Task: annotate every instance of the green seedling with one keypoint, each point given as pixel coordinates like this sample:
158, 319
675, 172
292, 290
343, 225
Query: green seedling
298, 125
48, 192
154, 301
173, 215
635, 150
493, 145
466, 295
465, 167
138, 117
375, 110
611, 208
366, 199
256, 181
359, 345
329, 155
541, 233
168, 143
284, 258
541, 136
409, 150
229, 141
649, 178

########################################

Aim of the task — Update the records above by changing "seedling" to "sprout" wherever it occurs. Leave every other part of the lines as it is.

Result below —
Task: annotate every instance of the green sprout with one keypoint, each point given as pixel coordinates like this sample:
158, 319
675, 172
292, 290
343, 225
Query: green sprout
298, 125
48, 192
154, 301
173, 215
635, 150
493, 145
466, 295
465, 167
138, 117
375, 110
611, 208
366, 199
256, 181
359, 345
329, 155
541, 233
168, 143
284, 258
541, 136
409, 150
229, 141
649, 178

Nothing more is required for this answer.